Dataset entries
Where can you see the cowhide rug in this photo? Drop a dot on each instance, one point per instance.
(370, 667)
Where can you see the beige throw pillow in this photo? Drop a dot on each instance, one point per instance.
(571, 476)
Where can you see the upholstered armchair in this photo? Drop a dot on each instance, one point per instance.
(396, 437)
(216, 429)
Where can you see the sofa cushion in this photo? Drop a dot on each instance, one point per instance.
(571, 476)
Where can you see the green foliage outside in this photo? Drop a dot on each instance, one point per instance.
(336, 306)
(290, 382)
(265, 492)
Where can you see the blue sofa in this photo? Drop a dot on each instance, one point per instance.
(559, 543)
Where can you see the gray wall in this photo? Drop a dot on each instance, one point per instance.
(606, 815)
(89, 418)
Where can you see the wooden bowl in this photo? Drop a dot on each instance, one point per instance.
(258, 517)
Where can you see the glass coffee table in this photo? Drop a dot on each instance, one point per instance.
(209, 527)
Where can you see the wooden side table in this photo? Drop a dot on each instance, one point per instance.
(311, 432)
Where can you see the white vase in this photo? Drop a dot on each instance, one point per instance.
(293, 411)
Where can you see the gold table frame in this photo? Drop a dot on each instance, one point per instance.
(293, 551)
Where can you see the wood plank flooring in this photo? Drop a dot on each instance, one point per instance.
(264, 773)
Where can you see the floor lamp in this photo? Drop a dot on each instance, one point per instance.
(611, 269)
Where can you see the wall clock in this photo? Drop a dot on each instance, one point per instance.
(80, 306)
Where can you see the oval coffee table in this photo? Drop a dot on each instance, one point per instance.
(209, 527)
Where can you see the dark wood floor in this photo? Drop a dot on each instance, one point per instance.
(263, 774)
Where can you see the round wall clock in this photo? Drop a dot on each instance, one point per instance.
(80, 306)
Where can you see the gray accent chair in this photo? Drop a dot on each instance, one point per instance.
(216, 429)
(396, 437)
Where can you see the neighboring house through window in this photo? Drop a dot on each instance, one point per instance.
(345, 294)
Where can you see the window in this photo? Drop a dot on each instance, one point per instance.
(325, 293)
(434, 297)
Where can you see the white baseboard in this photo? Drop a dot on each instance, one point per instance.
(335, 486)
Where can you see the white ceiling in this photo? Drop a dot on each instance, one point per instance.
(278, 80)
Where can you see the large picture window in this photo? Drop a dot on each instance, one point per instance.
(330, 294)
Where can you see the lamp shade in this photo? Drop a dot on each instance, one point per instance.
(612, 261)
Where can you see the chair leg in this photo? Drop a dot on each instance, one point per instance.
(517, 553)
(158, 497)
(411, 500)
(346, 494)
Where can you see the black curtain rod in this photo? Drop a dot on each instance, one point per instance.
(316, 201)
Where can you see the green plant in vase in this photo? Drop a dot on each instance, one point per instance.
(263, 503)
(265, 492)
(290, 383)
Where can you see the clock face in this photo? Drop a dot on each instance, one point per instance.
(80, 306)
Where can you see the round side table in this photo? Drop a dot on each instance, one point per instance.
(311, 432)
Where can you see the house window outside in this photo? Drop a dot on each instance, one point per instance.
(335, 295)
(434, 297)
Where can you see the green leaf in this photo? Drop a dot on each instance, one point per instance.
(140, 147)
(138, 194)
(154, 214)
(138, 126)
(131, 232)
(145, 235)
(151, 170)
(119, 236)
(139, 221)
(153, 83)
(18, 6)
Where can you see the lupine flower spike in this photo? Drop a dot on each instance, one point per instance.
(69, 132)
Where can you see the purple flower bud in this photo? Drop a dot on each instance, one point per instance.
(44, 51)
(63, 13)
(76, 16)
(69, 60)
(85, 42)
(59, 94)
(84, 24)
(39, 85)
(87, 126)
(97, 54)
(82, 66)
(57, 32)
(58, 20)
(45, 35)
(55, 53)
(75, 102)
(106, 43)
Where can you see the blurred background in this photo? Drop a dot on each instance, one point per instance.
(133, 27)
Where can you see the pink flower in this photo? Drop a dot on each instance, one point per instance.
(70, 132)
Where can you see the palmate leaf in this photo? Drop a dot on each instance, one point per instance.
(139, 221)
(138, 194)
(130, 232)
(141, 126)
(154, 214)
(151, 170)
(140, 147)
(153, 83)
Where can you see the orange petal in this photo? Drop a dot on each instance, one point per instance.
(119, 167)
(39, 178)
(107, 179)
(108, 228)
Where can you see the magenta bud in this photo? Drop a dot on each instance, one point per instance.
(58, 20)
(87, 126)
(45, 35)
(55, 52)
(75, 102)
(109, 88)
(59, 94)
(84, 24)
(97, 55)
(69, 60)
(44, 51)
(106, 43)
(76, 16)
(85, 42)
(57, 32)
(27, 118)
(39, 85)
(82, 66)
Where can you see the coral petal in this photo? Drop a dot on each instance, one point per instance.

• **What is being asked**
Only the lines from the one containing "Where can you see the purple" through the last line of the records belong in the answer, each written out exactly.

• **Response to this task**
Where can you see the purple flower bud in this photo? Drop a dot on each instance, one point per instance.
(44, 51)
(63, 13)
(76, 16)
(69, 60)
(85, 42)
(59, 94)
(84, 24)
(39, 85)
(87, 126)
(97, 54)
(82, 66)
(57, 32)
(58, 20)
(45, 35)
(55, 53)
(75, 102)
(106, 43)
Where can you see the blurred background in this photo? Drop a dot on each instance, one point per instance.
(133, 27)
Where can you see the pink flower in this photo? Drop a dot on each instance, one point per instance.
(70, 132)
Where can you see the palmate leaf in this photo? Drop a dot on each instance, one point per instance.
(139, 221)
(138, 194)
(130, 232)
(141, 126)
(154, 214)
(151, 170)
(140, 147)
(153, 83)
Where can you see the orange petal in this photo? Drop a dot on each instance, one point per instance.
(119, 167)
(39, 178)
(107, 179)
(108, 228)
Where can you see the magenta bud in this photo? Drop a dot on each instance, one point per instance.
(58, 20)
(87, 126)
(45, 35)
(55, 52)
(75, 102)
(109, 88)
(59, 94)
(84, 24)
(97, 55)
(69, 60)
(44, 51)
(106, 43)
(76, 16)
(85, 42)
(57, 32)
(27, 118)
(39, 85)
(82, 66)
Where can you see the coral petal in this photo? Drop a dot on each instance, one point per instance.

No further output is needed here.